--- Quoted passage ---

L10 - Decisions, metacognition and modelling Flashcards
Do patients with MDD have slower RT?
- Yes
- Slower response selection
Why are mental processes slower and more variable in some people in others
- Biological perspective: bio system is different than a normal person, bio systems are complex and involves a cascade of processes, some psych elements can be reduced to cellular and atomic level
- Metacognitive perspective: Process of thinking about one’s own thinking e.g attention focus, motivation and confidence
- Bio perspective falls under cog neuroscience and Metacognitive perspective is amenable to behavioural psych
Why does mean RT increase with depression?
- H1: caused by distraction from task unrelated thoughts and rumination (focus passively and repetitively one symptoms of depression)
- Can use questionnaires or do a task and do interruption/attention checks
- EX: give ppts boring repetitive task, and then randomly, use a slide that asked what they are thinking (experience sampling)

---

### Required work
1 - According to the flashcards on depression and reaction time, what does H1 say causes mean RT to increase with depression?
2 - Carry on the flashcards on depression and reaction time from their last line, keeping the same note style.

--- Information provided ---

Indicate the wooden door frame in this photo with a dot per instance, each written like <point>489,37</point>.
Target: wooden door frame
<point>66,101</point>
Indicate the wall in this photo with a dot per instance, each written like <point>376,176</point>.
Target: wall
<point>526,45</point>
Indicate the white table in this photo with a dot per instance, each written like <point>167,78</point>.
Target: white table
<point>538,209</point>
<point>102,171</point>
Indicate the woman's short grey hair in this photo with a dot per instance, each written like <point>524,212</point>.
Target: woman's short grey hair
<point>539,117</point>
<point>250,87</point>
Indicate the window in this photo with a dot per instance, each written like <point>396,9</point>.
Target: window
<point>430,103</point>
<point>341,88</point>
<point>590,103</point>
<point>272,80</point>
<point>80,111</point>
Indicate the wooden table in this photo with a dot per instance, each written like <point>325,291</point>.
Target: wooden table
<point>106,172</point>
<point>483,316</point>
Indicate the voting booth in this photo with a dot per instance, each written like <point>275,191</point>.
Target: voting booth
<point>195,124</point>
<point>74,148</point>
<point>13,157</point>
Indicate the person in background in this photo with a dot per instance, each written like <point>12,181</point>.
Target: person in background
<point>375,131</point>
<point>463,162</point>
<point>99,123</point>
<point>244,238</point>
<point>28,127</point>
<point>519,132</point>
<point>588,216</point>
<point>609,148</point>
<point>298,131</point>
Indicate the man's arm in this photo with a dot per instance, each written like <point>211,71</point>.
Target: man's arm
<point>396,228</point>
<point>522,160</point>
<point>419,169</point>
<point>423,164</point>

---

### Expected responses
1 - Distraction from task-unrelated thoughts and rumination.

2 -
- EX: Used Beck Depression Inventory 21-term questionnaire: ppts were split into high or low scorers on BDI, and then tried t induce either a negative or positive mood e.g listening to upbeat music whilst answering the questionnaire with slightly happier questions and vice versa for the negative mood = neg mood induction is effective on depressed people, but pos induction does not reduced rumination, neither induction made difference to non-depressed people
What are brain dynamics in healthy people?
- Diff brain networks activated at diff times, and some networks devoted for specific things
- Balance between Default Mode Network (bored/thinking about past/future) and Central Executive Network in the Salience Network
- Depressed brain = more Default mode network at expense of CE network
What are ways to maintain sustained attention?
- Go/nogo task, interrupt their experiment, ask if they focused on task: yes/no, if no: awareness of paying attention to the task
- People with depression do things without paying attention
What types of mind-wandering do people with ADHD do?
- Spontaneous
- Deliberate
- People with ADHD have higher spontaneous mind-wandering, less related to motivation
- Found Psych Undergrad students with ADHD engage in more spontaneous MW than other students
- All ppt use the ASRS: adult adhd self-report scale, control ppts with high ADHD tendencies engage more in spontaneous MW than ppts with low ADHD tendencies
ADHD and performance variability?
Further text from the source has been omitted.